# free for one week only



## vlau3 (May 4, 2011)

http://www.tanisfiberarts.com/blog/2014/8/lady-sunnyside

use code sunny


----------



## craftyladyvalerie (Mar 1, 2014)

Thank you


----------



## ladyofcamelot (Jun 19, 2011)

Thank you I just downloaded the pattern - love the cardigan


----------



## lorraine 55 (Aug 8, 2011)

Thank you for posting this, it is lovely!


----------



## StitchingFool (Jan 31, 2011)

Thank you. This is lovely.


----------



## maggieme (Jul 25, 2011)

I've printed it off. Is it ONLY one page or have I done something wrong? Thanks.


----------



## katyboom (Feb 27, 2013)

I could only download one page of the pattern... Page 3 ????


----------



## KathMK (Jul 18, 2014)

To get the free copy. I went to the Ravelry website and entered Sunnyside in the pattern searcher.

The cardigan is on the top line shown.

Clicked on the picture of the cardigan -

The cost of the pattern is shown in dollars.

Click to buy and enter the word SUNNY in capital letters in the space for "coupon".

Click on the word Apply - the price changes to $0-00.

Click to buy and you are sent to a page where you click on the word DOWNLOAD and the request if you want to open or save the file appears.

Click on SAVE - the word Open disappears 

Just wait while the file downloads to your Downloads file.

The word OPEN will reappear. Click on OPEN and the file will open from your Downloads folder and you will see the complete pattern.


----------



## craftyladyvalerie (Mar 1, 2014)

I got all three pages - I went to the Revelry website and it downloaded fine. Hope you can get the pattern OK.


----------



## KathMK (Jul 18, 2014)

I will give you a tip.

I found my downloads folder and created a shortcut which appears on my desktop.

When I have downloaded a file I click on the short cut and the file opens on my desktop.

I look through the files to find the right one - sometimes they have names that are not obvious.

Click on the file and hold the button down and drag the folder on to your desktop. You can click once to highlight the name of the file (background is a light blue colour on my laptop) - a right click on your mouse will give you the chance to choose RENAME and you can name the file what you want but make sure you leave the dot and file type at the end alone.

I then click on the icon for my computer and create a new folder - that you will remember the title of and open the new folder and drag the downloaded (renamed) file into the new folder.

GIVEN MATERIAL

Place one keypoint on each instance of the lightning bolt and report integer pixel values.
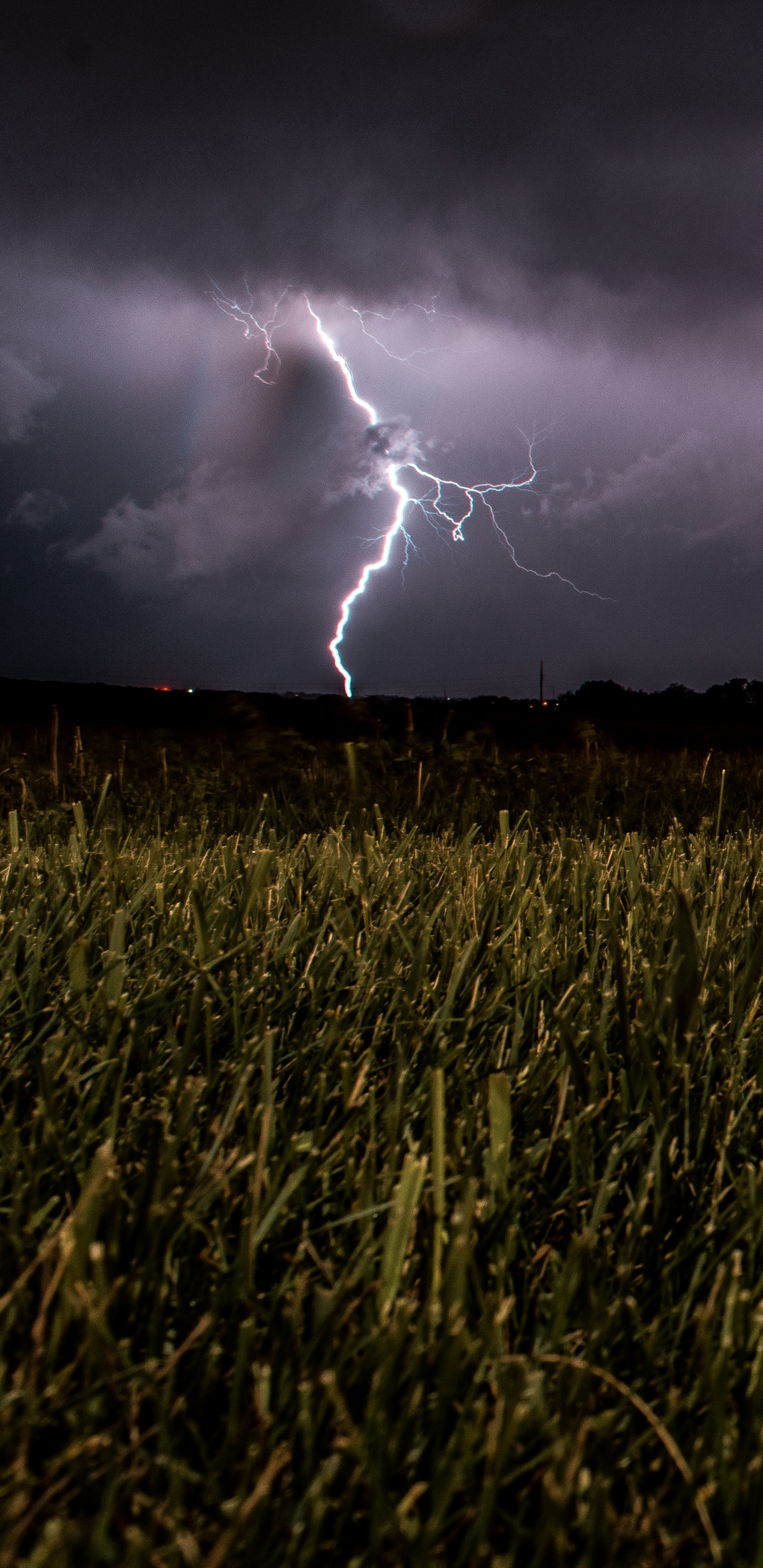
(436, 504)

SHORT EXERCISE A
In the cardigan pattern thread, what word does KathMK say to type in the "coupon" space?
SHORT EXERCISE B
Extend the cardigan pattern thread from its last sentence onward.
The material is separate from the cardigan pattern thread.

REPLY A
SUNNY, in capital letters.

REPLY B
For patterns where there is no download offered but written instructions are shown - I screen grab a page at a time and crop what I want and I save the parts of the written pattern as image files. Name each file so you can recognise what it is. Such as BAG Multicol shopping Pic 1 or BAG Multicol shopping W1 (W1 being the knitting instructions. You may need from W1 to W12.

Hope this helps someone


----------



## dijewe (Mar 1, 2011)

My copy has 7 pages.

you can order it straight from the site. Add your details and email address. Apply the promo code and once you submit the order you can download.


----------



## janettamargo (May 13, 2013)

I had no problem getting the free download from Ravelry either.
Thanks so much for the info - looks like a great knit for this fall!


----------



## 23607 (Jun 6, 2011)

Thank you. Just downloaded the pattern.


----------



## craftyladyvalerie (Mar 1, 2014)

I just checked my download - I got all 7 pages also, not 3 like I said before


----------



## maggieme (Jul 25, 2011)

I tried it again and still only received page one.


----------



## vlau3 (May 4, 2011)

maggieme said:


> I tried it again and still only received page one.


Did you go to the Ravelry page to download it?


----------



## KathMK (Jul 18, 2014)

Are you clicking to buy OR are you just clicking PRINT

You have to blick to BUY and then enter the word SUNNY in capitals in the square marked coupon.

Click on apply and the price changes from $??? to $0-00.

Click to buy and then click to download the file.

Click on SAVE (not Open) then wait. once completed the word OPEN reappears and you can click on Open and see the file in its full form.


----------



## maggieme (Jul 25, 2011)

The Lady that drafted this pattern got back to me quickly as did two KP members and now I'm all set to go. Thanks to everyone for such kindness.


----------



## yover8 (Oct 21, 2011)

Great pattern, thank you


----------



## TXBARB (May 27, 2013)

Beautiful sweater. Thanks.


----------



## cathbeasle (Jun 8, 2012)

Thank you. I also downloaded the pattern.


----------



## pinsandneedles (Jan 31, 2012)

Pretty pattern, thanks.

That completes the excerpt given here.